#### INPUT RECORDS

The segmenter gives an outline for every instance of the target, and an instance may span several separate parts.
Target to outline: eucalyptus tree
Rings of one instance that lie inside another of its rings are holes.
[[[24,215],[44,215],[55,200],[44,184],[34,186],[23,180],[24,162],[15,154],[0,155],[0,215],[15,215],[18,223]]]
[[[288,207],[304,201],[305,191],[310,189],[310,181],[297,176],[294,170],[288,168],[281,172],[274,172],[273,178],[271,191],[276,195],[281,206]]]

########

Reproduce the material in full. Keep it identical to the original.

• **ANSWER TO THIS EXERCISE**
The segmenter gives an outline for every instance of the target, and an instance may span several separate parts.
Target to outline: eucalyptus tree
Rings of one instance that lie inside another of its rings are holes.
[[[24,215],[44,215],[55,200],[44,184],[34,186],[23,180],[24,162],[15,154],[0,155],[0,215],[15,215],[18,223]]]
[[[288,207],[304,201],[305,191],[310,189],[310,181],[297,176],[294,170],[288,168],[281,172],[274,172],[273,178],[271,191],[276,195],[281,206]]]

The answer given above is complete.